* [Task details]
Gather every line of the records below that contains the string "potted", and copy each such line in full. Case counts when matching.
-- Begin Items --
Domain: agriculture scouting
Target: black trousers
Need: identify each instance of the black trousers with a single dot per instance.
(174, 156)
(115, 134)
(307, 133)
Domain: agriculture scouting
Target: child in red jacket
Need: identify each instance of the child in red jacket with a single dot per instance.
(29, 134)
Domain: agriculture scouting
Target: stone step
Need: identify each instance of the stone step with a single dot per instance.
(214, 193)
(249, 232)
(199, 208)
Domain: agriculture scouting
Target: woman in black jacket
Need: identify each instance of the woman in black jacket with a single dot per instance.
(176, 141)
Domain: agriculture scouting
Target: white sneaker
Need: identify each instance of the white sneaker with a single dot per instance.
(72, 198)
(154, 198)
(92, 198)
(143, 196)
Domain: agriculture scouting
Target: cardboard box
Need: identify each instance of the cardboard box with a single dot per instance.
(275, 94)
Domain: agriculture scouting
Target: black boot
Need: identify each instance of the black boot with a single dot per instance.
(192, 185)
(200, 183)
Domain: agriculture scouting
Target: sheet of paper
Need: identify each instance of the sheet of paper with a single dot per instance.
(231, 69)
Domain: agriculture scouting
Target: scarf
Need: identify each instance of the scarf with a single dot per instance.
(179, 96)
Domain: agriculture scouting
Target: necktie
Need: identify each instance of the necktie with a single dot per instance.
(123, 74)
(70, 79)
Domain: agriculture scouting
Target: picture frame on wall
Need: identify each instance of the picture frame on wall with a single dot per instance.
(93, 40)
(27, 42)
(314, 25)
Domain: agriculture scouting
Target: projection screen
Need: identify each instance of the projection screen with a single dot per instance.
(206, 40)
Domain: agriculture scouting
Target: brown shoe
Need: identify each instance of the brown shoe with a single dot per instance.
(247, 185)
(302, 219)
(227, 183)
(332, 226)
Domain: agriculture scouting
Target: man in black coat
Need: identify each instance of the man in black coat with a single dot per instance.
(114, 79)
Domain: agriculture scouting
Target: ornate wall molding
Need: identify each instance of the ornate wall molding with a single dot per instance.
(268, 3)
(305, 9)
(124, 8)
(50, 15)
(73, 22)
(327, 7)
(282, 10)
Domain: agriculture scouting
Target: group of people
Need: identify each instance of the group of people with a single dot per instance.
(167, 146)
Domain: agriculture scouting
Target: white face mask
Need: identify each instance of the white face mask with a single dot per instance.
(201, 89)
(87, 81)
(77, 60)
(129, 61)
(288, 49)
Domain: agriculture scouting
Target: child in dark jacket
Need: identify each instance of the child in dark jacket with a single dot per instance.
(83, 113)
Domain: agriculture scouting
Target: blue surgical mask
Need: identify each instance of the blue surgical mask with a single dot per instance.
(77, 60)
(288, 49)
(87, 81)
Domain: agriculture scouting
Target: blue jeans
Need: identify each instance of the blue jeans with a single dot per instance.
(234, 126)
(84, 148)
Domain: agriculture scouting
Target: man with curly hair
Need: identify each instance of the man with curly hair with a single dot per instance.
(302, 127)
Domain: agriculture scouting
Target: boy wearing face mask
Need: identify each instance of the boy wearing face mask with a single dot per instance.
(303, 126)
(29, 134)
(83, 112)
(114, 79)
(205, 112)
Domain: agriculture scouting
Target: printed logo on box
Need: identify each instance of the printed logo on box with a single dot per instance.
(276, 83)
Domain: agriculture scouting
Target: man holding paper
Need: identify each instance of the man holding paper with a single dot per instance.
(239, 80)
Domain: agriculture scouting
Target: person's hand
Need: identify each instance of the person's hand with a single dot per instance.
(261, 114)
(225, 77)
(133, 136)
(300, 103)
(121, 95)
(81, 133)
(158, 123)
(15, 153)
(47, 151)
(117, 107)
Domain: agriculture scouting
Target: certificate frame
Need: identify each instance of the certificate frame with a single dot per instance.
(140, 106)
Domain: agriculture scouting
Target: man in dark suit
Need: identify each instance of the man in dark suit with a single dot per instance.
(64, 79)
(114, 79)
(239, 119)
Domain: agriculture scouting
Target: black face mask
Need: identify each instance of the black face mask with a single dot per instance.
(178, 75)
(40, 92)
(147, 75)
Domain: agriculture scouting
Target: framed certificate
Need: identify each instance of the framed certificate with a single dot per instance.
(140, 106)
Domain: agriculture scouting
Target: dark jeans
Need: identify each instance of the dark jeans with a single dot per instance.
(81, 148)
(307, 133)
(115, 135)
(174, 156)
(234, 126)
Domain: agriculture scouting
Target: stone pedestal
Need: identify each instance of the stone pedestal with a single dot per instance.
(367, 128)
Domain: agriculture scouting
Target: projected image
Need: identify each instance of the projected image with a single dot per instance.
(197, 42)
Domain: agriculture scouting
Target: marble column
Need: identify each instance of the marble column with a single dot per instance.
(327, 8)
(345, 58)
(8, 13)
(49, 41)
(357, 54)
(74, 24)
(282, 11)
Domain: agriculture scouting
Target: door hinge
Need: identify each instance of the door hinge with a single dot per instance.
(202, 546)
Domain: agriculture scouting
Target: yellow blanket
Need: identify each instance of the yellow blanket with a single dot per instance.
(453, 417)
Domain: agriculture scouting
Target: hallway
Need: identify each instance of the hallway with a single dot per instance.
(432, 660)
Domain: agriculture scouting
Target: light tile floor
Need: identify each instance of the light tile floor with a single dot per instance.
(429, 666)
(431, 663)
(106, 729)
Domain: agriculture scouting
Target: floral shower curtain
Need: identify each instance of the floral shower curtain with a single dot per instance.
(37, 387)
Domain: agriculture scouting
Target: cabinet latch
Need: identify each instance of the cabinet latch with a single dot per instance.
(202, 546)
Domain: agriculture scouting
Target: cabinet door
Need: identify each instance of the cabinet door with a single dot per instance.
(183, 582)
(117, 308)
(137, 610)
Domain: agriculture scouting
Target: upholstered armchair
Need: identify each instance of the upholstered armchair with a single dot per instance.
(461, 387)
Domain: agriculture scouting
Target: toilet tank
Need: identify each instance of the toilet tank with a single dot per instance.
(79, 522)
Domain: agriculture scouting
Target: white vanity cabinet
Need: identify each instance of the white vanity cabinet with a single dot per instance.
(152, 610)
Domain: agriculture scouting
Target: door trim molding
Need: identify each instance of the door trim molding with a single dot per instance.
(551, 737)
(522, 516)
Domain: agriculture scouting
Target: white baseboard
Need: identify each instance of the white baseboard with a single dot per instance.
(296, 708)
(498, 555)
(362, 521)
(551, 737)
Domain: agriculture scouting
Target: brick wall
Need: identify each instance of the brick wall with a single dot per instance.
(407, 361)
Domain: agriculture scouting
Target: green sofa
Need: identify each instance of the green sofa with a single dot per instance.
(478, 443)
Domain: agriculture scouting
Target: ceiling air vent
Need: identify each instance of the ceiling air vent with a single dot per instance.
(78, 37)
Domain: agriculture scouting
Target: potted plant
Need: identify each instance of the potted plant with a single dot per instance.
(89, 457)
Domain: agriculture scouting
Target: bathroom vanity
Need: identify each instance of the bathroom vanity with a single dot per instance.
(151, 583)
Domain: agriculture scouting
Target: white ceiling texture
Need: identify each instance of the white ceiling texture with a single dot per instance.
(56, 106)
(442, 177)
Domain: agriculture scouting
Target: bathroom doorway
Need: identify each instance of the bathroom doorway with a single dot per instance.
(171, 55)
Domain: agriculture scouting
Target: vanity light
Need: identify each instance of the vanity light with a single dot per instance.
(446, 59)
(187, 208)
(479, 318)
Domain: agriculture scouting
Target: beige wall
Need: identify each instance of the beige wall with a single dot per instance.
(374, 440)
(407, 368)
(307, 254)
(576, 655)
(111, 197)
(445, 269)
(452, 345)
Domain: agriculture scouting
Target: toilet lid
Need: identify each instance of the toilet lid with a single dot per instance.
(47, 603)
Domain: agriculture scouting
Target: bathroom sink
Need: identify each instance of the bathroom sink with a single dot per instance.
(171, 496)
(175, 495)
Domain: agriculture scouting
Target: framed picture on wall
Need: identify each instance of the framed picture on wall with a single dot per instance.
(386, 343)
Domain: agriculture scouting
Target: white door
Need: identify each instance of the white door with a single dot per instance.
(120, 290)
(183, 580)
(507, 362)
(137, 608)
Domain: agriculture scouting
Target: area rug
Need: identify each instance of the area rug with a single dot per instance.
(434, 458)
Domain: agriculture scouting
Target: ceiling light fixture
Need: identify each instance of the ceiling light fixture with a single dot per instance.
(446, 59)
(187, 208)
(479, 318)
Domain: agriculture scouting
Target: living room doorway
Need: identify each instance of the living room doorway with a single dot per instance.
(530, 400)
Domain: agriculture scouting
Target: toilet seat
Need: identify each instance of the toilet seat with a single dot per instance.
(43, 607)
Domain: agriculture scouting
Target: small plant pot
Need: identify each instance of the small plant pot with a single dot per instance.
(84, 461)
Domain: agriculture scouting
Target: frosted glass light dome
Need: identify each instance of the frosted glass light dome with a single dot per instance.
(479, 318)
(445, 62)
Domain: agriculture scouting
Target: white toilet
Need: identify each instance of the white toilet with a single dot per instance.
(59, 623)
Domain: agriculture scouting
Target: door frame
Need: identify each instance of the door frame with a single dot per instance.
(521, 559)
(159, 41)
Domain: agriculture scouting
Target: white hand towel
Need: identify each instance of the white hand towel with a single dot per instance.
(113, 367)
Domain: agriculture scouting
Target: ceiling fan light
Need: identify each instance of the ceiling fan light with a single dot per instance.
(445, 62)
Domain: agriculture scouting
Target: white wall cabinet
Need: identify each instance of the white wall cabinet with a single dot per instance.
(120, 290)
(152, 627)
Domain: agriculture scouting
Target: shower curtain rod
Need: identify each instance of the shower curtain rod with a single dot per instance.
-- End Items --
* [Exercise response]
Target: potted plant
Need: identify each instance of the potted plant with a single dot per instance.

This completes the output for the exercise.